→ **Given problem 1**
According to the win:loss ratio post, how many players in the data have no losses?
--- START Selected extract ---
Thanks for this week's conundrum.

This conundrum is using an ambiguous term, or a term that I do not understand how to calculate.

raw win:loss ratio

If a player played 1 game and lost 0 as many of the participants in this data did.  That produces an undefined value for the ratio win/loss, often displayed as a positive Infinity.  There are 4381 players who have no losses in the data. (if you drop draws.) All would be calculated as an infinite win/loss ratio.

However, then how do we pick a top 10 from this list?  All have the same infinite score. We might want to celebrate a top 10 pick based on the number of wins.   So showing the player who had 24 wins with no loss might get the #1 position.  A then the player with 18 wins and no loss...

However what about a player that has 45 wins and 1 loss?  They made 46 attempts and have a ratio of 45/1 which is lower than the infinity scored by a player who had 1 win and 0 losses.  I would think that the player having 45 wins and 1 loss is likely a much better player than the "one-win wonders" in our dataset.
--- END Selected extract ---
→ **Given problem 2**
Gather every line of the rows below that contains the word "panel".
--- START Entries supplied ---
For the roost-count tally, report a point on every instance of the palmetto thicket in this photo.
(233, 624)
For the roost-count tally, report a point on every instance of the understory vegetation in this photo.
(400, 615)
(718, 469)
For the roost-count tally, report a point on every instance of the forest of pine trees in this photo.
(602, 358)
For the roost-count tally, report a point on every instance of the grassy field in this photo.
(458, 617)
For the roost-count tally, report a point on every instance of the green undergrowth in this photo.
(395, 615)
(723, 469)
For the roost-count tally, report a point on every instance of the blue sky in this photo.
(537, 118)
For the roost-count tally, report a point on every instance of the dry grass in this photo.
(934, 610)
--- END Entries supplied ---
--- START Entries supplied ---
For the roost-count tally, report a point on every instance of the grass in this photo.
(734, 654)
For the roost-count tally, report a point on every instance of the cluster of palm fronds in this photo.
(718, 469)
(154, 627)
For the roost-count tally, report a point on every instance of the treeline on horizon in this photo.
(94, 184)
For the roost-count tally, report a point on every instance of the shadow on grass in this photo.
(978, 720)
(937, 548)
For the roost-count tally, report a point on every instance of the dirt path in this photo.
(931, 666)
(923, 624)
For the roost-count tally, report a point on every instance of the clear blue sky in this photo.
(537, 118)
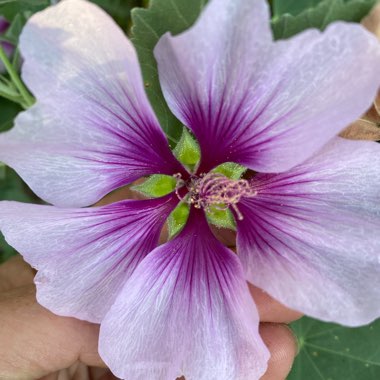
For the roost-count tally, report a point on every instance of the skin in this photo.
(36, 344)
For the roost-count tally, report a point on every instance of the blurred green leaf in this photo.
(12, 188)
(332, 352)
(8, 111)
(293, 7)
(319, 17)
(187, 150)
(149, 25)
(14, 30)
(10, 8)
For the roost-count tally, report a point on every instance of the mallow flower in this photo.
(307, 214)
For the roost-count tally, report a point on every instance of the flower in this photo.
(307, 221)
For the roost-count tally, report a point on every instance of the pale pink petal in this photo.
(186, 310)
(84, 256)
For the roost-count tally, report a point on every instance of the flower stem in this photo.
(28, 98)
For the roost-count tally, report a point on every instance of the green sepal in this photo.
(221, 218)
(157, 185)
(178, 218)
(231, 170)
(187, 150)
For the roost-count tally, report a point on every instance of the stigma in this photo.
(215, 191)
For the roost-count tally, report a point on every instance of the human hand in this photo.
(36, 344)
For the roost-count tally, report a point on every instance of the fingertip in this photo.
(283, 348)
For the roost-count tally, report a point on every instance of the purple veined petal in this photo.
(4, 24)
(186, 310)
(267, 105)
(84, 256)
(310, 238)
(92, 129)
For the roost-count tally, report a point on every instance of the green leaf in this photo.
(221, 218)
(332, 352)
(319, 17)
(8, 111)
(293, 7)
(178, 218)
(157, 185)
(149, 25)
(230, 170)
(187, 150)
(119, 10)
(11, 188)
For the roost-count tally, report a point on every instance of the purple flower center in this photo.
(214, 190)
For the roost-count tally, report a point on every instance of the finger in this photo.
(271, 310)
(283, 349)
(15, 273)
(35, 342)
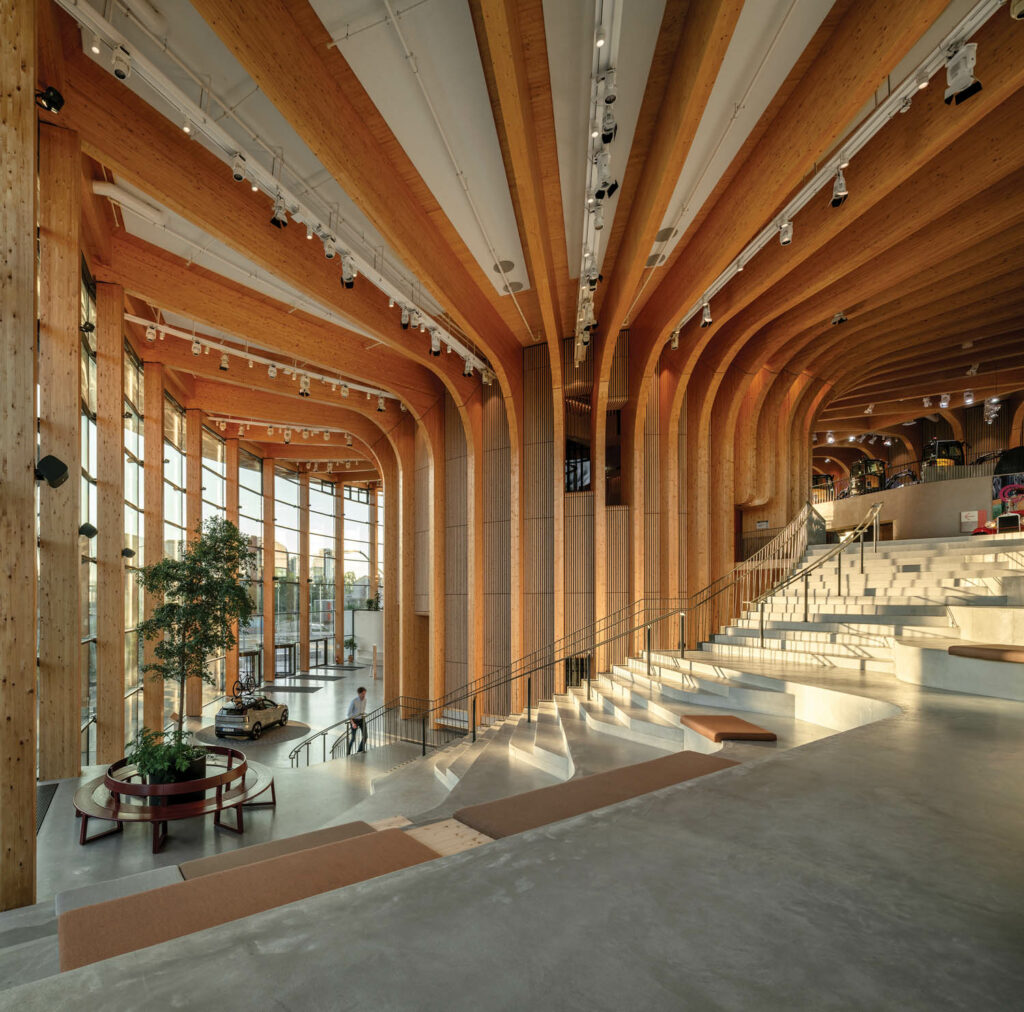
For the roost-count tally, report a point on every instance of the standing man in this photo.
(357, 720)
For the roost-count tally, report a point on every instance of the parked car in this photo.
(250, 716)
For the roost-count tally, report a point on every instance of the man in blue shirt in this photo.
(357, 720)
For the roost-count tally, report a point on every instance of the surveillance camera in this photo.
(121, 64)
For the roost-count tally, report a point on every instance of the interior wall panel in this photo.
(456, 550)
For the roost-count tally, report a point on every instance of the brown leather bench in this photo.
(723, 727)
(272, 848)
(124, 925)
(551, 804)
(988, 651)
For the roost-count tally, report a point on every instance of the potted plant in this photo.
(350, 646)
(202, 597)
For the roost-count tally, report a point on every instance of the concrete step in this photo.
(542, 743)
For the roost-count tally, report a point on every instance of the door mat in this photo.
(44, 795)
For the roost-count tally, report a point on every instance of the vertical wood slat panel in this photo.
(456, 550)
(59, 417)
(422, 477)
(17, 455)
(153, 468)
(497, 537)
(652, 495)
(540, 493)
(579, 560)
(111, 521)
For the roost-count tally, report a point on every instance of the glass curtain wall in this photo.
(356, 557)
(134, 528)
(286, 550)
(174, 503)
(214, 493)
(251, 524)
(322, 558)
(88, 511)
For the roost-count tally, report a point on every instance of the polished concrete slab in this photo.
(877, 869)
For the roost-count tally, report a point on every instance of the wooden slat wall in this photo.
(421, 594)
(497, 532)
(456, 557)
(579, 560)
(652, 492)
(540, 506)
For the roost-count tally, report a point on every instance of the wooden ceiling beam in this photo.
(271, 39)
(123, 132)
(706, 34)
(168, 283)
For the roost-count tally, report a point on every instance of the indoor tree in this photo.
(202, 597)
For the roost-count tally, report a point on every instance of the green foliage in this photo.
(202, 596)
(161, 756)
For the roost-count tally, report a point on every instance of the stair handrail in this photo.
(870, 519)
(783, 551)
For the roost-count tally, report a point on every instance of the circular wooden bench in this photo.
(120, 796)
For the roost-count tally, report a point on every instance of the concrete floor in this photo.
--- END Entries supplied ---
→ **Full response 1**
4381 players, if draws are dropped.

→ **Full response 2**
For the roost-count tally, report a point on every instance of the interior wall panel in this photo.
For the roost-count tally, report a point on every instance of the vertical wood slat panel in this photo.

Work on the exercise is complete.